*** Given text ***
The inclusion is typically done during the policy’s yearly Open Enrollment Period. It can also be during the Special Enrollment Period. It is important that the parent checks with the employer’s HR or benefits department for details on the plan.

  • Policies purchased via the Health Insurance Marketplace: if a parent gets a new plan via the Health Insurance Marketplace, they can add their child to the plan.

It is also possible to add their children to an already existing marketplace plan either during a Special Enrollment Period or the annual Open Enrollment Period.

Adding A NewBorn To Parent’s Health Insurance

You should know that there’s no cause for alarm about your child’s insurance immediately after the baby is born. Once you give birth, your current insurance plan automatically covers the baby’s health up to 30 days after birth. Accessing this 30-day coverage needs no registration or paperwork.

However, you should already be considering your baby even before birth, during pregnancy. Your insurance companies may already offer antenatal or expectant mother’s programs.

If they do, join one of these programs that will advise on the best insurance programs for families most inclusive of your newborn.
*** End of Given text ***
*** Dataset excerpts ***
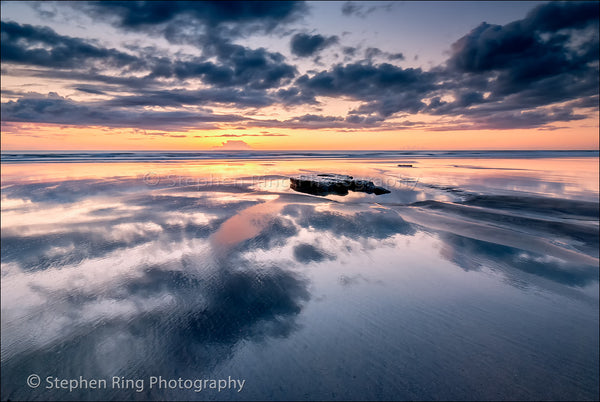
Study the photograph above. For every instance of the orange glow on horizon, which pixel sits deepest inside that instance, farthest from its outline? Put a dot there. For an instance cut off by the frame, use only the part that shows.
(38, 137)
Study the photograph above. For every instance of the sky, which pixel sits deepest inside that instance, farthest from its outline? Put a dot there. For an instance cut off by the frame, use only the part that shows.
(119, 75)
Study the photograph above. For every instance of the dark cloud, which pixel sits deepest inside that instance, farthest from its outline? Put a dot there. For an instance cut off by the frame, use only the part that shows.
(59, 110)
(524, 74)
(352, 8)
(526, 64)
(21, 45)
(306, 253)
(241, 135)
(385, 88)
(305, 45)
(140, 14)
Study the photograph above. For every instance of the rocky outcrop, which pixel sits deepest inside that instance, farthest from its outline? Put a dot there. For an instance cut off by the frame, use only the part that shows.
(326, 183)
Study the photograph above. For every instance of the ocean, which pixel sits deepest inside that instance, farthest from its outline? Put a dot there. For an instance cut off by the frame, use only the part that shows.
(204, 276)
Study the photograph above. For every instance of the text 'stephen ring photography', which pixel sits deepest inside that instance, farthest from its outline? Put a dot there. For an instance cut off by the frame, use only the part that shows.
(299, 200)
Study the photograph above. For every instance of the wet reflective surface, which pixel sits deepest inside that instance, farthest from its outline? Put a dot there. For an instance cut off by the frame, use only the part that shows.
(473, 279)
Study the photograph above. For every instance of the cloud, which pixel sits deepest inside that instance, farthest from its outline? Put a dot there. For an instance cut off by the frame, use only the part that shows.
(385, 88)
(306, 253)
(21, 44)
(304, 45)
(233, 145)
(524, 74)
(59, 110)
(147, 14)
(352, 8)
(241, 135)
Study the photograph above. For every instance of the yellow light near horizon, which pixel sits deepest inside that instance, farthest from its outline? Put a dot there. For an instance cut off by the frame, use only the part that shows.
(31, 136)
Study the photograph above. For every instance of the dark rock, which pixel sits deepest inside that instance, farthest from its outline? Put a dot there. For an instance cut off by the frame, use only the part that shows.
(323, 184)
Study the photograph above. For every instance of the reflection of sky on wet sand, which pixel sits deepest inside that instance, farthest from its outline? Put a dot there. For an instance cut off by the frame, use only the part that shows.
(437, 290)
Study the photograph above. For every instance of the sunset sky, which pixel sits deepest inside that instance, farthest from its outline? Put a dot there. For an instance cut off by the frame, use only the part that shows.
(299, 75)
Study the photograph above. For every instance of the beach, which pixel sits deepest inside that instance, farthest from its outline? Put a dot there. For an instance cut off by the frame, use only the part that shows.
(475, 278)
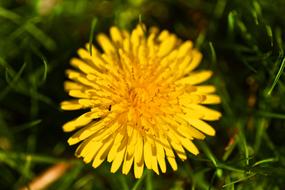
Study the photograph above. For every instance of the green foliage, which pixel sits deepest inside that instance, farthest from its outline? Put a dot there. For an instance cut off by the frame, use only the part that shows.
(242, 41)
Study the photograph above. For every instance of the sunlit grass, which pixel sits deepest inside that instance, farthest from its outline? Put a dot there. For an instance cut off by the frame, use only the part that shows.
(242, 42)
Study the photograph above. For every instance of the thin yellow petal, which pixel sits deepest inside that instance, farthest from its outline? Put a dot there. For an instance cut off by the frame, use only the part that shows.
(117, 162)
(202, 126)
(160, 157)
(212, 99)
(70, 105)
(105, 43)
(195, 78)
(102, 153)
(116, 35)
(189, 145)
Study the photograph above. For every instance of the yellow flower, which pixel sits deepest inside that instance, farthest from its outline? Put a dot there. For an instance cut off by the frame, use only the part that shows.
(142, 99)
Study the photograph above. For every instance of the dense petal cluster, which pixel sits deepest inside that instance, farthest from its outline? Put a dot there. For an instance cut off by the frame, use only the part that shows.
(144, 102)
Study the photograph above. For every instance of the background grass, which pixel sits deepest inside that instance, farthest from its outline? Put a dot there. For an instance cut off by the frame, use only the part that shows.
(242, 41)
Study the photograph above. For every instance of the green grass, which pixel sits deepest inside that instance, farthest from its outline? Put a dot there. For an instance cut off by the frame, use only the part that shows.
(242, 42)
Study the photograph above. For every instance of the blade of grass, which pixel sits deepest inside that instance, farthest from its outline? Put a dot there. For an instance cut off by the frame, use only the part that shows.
(139, 182)
(278, 75)
(92, 32)
(13, 82)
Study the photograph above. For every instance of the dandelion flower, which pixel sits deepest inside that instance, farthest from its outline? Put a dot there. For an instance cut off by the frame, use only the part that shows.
(143, 100)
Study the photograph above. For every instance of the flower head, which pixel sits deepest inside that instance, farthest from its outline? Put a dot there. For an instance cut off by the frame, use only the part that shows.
(144, 102)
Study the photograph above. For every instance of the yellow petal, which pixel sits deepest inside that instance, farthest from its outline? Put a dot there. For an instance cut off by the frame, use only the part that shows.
(138, 169)
(206, 89)
(116, 35)
(147, 153)
(70, 105)
(189, 145)
(202, 126)
(195, 78)
(105, 43)
(102, 153)
(117, 162)
(160, 157)
(212, 99)
(127, 165)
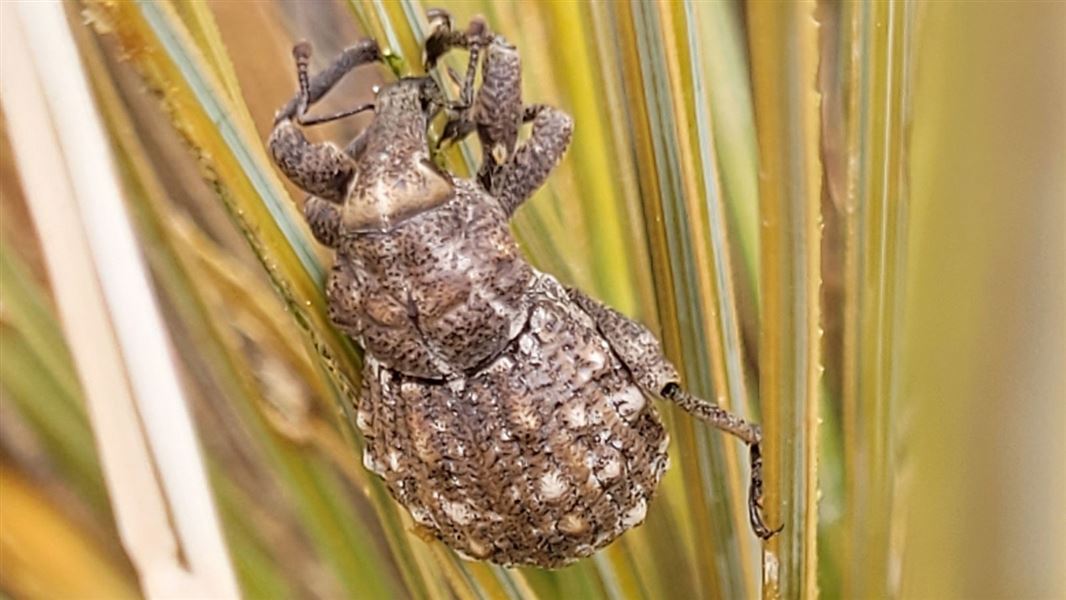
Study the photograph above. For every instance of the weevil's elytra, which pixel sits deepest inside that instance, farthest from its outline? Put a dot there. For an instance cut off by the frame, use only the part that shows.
(506, 412)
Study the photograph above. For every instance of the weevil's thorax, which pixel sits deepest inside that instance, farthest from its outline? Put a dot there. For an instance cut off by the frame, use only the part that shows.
(396, 179)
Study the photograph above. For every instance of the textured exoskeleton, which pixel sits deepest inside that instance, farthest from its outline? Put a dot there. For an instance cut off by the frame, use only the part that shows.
(505, 411)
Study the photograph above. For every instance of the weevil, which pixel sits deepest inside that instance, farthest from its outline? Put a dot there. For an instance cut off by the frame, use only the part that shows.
(506, 411)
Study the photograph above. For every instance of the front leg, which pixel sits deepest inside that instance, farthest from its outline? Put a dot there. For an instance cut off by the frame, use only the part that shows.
(642, 355)
(517, 178)
(320, 169)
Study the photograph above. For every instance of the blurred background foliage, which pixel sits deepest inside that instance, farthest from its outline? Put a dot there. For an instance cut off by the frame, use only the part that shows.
(845, 220)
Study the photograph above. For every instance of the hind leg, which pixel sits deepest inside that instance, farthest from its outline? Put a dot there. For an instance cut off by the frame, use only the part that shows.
(642, 354)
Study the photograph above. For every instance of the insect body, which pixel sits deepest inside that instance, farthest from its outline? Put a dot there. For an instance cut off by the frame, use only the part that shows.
(504, 410)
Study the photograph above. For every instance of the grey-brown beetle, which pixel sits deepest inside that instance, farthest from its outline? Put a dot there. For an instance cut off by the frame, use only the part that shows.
(504, 410)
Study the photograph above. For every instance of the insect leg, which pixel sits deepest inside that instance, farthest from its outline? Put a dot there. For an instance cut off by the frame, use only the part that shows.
(515, 180)
(642, 355)
(324, 220)
(311, 90)
(320, 169)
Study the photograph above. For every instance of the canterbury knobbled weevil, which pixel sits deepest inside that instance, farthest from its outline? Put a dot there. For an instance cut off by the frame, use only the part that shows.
(504, 410)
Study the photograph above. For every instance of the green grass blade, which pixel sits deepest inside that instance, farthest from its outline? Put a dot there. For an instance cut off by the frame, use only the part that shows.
(784, 43)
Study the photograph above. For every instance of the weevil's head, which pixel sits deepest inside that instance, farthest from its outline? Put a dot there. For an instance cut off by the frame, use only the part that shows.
(396, 179)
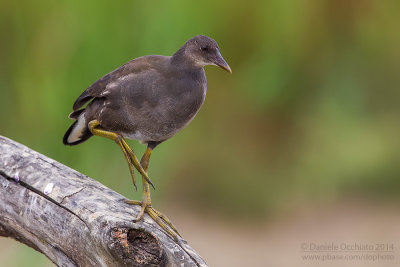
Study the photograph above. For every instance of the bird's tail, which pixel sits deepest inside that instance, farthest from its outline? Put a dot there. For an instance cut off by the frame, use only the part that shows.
(79, 131)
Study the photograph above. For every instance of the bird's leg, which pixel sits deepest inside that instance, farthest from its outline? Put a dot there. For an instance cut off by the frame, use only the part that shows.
(128, 153)
(157, 216)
*** End of Dataset excerpts ***
Study questions:
1. Translate this sentence from the text on adding children to health insurance into Spanish: "Accessing this 30-day coverage needs no registration or paperwork."
2. Continue the text on adding children to health insurance from its last sentence, keeping its subject and tone.

Results in order:
1. Acceder a esta cobertura de 30 días no requiere registro ni trámites.

2.
There are also additional benefits of these programs. For example, if you didn’t know, an expectant mother’s program may inform you that breast pumps are free, as your insurance must cover it.

You may also consider changing your current plan to a more comprehensive plan that caters to all your baby’s needs. If you were on a high deductible health plan (HDHP), an HMO or PPO may be better suited now that you have a baby.

Once you have given birth, take your birth certificate and social security details to your HR if your company covers your health insurance. If you use marketplace insurance, then talk to your insurance provider.

Having a baby is a life-changing event, so you don’t have to wait for an Open Enrollment Period. You qualify immediately for a Special Enrollment Period and you can add your baby to your plan right away.

What Health Insurance Options Does A Child Have After Turning 26

Typically when the parents’ health insurance plan covers an individual, the coverage cutoff date depends on how the health insurance policy was first acquired.

If the parents gained their health insurance policy via their employment, the coverage ends about a month after the dependent turns 26. But if the parents had gotten the health insurance policy in the Health Insurance Marketplace, its coverage continues till the last day of the year they turn 26.

When the dependent turns 26, they automatically get qualified for a Special Enrollment Period. The Special Enrollment Period, SEP, is open for 60 days, after which they lose health coverage status if they still haven’t gotten new health insurance.

The Special Enrollment Period ensures that nobody ever has to go months without health insurance while waiting for the next Open Enrollment Period.

If you are a dependent who just turned 26 and are worried about losing your insurance, you need not be as there are numerous options to get a health insurance policy of your own.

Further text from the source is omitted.